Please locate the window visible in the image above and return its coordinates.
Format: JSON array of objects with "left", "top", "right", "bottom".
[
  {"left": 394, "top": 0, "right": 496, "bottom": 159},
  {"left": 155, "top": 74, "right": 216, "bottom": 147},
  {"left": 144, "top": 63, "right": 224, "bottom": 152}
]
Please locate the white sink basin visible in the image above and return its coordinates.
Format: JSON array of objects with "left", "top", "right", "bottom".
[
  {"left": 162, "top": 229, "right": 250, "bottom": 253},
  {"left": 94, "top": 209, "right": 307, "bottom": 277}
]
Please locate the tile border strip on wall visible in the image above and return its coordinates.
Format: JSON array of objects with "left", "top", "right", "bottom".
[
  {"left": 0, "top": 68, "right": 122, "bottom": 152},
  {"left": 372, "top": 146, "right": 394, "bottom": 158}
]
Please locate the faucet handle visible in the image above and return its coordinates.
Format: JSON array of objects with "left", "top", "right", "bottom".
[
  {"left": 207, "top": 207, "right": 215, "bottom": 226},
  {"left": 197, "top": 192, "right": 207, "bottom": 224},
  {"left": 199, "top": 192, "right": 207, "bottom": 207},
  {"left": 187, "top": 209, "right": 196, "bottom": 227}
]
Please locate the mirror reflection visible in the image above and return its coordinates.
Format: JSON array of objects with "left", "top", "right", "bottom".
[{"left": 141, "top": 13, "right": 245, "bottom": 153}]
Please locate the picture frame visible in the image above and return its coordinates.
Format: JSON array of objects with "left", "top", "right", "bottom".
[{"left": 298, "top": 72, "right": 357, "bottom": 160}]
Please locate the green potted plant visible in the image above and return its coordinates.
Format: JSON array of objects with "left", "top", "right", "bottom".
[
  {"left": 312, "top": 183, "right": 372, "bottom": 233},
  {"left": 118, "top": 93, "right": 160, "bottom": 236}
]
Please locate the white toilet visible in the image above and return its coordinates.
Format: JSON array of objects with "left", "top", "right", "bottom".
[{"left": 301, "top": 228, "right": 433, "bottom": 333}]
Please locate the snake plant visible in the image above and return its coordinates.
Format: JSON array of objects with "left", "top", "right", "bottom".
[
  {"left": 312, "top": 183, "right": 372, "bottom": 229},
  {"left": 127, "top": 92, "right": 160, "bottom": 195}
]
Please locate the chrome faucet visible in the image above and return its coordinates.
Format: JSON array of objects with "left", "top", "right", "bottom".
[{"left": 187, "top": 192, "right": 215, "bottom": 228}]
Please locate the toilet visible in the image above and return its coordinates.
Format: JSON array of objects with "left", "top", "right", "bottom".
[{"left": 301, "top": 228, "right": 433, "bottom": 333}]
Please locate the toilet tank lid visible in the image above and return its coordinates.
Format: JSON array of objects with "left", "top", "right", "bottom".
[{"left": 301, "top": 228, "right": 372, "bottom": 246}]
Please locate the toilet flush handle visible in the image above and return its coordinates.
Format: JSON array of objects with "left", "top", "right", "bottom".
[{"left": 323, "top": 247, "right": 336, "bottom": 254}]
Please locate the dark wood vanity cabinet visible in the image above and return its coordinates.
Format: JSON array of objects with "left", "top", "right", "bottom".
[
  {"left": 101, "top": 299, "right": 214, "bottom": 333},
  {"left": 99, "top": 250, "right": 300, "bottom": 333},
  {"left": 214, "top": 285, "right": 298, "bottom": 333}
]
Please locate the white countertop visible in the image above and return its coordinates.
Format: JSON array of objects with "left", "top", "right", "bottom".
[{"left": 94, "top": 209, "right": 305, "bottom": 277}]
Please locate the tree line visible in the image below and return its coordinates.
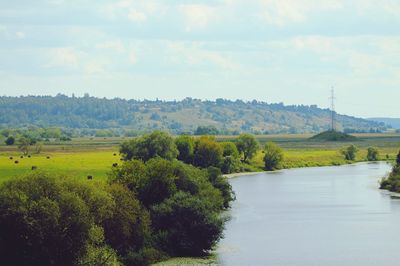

------------------------------

Problem to work on: Make a copy of each line in the records above that has the word "handle".

Answer:
Please locate the faucet handle visible in the image above and return its coordinates.
Please locate the toilet flush handle visible in the image above and return its coordinates.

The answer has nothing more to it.